### TASK REQUIREMENTS
Transcribe the data that follows, exactly and in full.

[LISTED RECORDS — start]

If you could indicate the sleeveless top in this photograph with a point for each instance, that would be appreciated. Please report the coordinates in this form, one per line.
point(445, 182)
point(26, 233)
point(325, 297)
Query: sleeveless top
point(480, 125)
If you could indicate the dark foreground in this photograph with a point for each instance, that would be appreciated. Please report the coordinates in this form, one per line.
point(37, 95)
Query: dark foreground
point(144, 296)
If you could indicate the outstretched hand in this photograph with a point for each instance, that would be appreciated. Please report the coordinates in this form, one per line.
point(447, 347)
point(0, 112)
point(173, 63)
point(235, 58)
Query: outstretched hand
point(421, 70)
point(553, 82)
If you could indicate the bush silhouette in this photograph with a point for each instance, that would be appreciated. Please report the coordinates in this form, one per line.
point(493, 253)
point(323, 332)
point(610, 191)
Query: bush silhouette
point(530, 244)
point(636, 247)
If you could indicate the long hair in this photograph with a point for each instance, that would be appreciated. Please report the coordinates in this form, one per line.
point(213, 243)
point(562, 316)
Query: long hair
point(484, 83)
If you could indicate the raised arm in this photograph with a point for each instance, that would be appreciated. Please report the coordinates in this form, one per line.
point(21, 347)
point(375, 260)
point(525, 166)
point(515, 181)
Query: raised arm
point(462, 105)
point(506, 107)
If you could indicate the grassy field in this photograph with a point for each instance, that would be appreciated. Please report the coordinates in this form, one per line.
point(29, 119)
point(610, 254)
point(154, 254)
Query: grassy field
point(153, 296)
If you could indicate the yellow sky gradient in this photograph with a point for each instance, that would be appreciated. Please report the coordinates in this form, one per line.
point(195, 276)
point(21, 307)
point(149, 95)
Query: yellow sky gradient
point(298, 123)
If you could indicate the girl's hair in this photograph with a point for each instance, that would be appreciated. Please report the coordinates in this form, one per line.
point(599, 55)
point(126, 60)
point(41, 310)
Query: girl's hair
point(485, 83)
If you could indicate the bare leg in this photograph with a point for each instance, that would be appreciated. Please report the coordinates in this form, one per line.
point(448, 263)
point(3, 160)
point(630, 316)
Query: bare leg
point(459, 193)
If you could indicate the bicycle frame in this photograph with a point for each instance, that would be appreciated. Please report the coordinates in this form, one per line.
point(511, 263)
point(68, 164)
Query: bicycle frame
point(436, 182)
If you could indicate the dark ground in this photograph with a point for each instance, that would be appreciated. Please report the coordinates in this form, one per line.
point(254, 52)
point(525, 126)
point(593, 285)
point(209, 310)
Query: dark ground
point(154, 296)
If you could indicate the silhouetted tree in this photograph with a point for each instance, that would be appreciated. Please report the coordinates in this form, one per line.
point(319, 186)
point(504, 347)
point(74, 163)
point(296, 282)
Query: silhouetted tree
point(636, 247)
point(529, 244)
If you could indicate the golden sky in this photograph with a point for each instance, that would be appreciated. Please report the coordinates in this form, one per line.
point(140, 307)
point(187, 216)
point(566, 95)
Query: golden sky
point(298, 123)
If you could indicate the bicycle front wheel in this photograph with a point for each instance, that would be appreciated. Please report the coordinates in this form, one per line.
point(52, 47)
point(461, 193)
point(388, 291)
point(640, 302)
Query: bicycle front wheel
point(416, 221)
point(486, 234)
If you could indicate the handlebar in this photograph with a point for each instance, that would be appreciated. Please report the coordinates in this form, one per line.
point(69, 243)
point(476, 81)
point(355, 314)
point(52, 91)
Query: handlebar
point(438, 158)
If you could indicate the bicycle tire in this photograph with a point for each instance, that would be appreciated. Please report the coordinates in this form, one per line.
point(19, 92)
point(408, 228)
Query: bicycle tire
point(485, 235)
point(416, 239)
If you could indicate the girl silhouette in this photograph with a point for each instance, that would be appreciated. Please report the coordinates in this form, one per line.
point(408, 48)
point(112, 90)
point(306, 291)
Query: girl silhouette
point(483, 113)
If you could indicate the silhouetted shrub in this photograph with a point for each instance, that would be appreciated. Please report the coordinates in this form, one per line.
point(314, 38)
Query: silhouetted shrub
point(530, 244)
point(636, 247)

[LISTED RECORDS — finish]

### REPLY
If you could indicate the sleeveless top in this photograph with a point for each instance, that would be appreciated. Please report the coordinates in this form, one per line.
point(445, 182)
point(26, 233)
point(325, 297)
Query: sleeveless top
point(480, 125)
If you could indicate the dark foreground in this photograph with a point for each instance, that would be appreciated. Please report the coordinates in this form, one per line.
point(37, 95)
Query: dark foreground
point(144, 296)
If you could indicate the outstretched hand in this photograph with a point for each instance, that would be appreciated. Please report the coordinates in this form, one per line.
point(447, 347)
point(0, 112)
point(173, 63)
point(235, 58)
Query: outstretched hand
point(421, 70)
point(553, 82)
If you could indicate the bush silhouette in this photograph with a point for each instance, that would be appreciated. Please report the coordinates in this form, one per line.
point(493, 253)
point(323, 332)
point(610, 191)
Query: bush silhouette
point(530, 244)
point(636, 247)
If you could indicate the long hair in this photograph with a point for each instance, that would be appreciated. Please report the coordinates in this form, one per line.
point(213, 243)
point(562, 316)
Query: long hair
point(484, 83)
If you could indicate the raised arm in this photograph with a point for each instance, that would be appreciated. Please report the coordinates in this form, one per line.
point(21, 347)
point(375, 260)
point(525, 166)
point(515, 181)
Query: raised arm
point(462, 105)
point(506, 107)
If you could indicate the grassy field in this photograph with a point for each instance, that would be appreciated. Please report the coordinates in this form, one per line.
point(29, 119)
point(610, 254)
point(154, 254)
Query: grassy field
point(153, 296)
If you could indicate the yellow sky gradient in this photograph with a point for each instance, that would be appreciated. Please report the coordinates in this form, one per line.
point(195, 276)
point(21, 307)
point(149, 95)
Query: yellow sky gradient
point(298, 123)
If you could indicate the girl's hair in this photograph with a point for each instance, that would be appreciated. Please report the coordinates in this form, one per line.
point(599, 55)
point(126, 60)
point(41, 310)
Query: girl's hair
point(485, 83)
If you could indicate the bare leg in this photograph with a point for each instance, that would be appreciated. Please report the coordinates in this form, one per line.
point(448, 263)
point(3, 160)
point(630, 316)
Query: bare leg
point(459, 193)
If you could indicate the bicycle frame in this photograph with a point for each instance, that would be appreciated. Please report the coordinates in this form, one per line.
point(511, 263)
point(68, 164)
Query: bicycle frame
point(436, 182)
If you could indicate the dark ground in this photograph with a point for each instance, that would be appreciated. Please report the coordinates in this form, one per line.
point(254, 52)
point(525, 126)
point(593, 285)
point(209, 310)
Query: dark ground
point(154, 296)
If you could indicate the silhouetted tree in this photograph with a point for each instance, that would be appreciated. Please report the coordinates in this form, one per line.
point(319, 186)
point(504, 347)
point(74, 163)
point(296, 282)
Query: silhouetted tree
point(636, 247)
point(529, 244)
If you could indicate the golden sky in this photograph with a point for each instance, that would be appreciated. Please report the coordinates in this form, one per line.
point(140, 307)
point(187, 216)
point(566, 95)
Query: golden sky
point(298, 123)
If you could indicate the bicycle front wheel in this photograph with a point for each instance, that would be appreciated. Please report the coordinates in this form, one per line.
point(52, 47)
point(461, 193)
point(388, 291)
point(640, 302)
Query: bicycle front wheel
point(416, 221)
point(486, 234)
If you could indicate the handlebar in this photograph with a point for each instance, that would be appreciated. Please report the coordinates in this form, one per line.
point(69, 243)
point(476, 81)
point(355, 314)
point(52, 91)
Query: handlebar
point(438, 158)
If you could indicate the bicycle tire in this photograph with a point for each instance, that would be appreciated. Please report the coordinates in this form, one per line.
point(19, 92)
point(408, 228)
Query: bicycle tire
point(485, 235)
point(416, 239)
If you could indicate the girl silhouette in this photograph with a point for each instance, that would be appreciated. Please report the coordinates in this form, one per line.
point(408, 48)
point(112, 90)
point(306, 291)
Query: girl silhouette
point(483, 113)
If you could indicate the silhouetted shrub in this photograph with a point for each instance, that would be appreciated. Please report the coordinates in this form, one per line.
point(314, 38)
Query: silhouetted shrub
point(530, 244)
point(636, 247)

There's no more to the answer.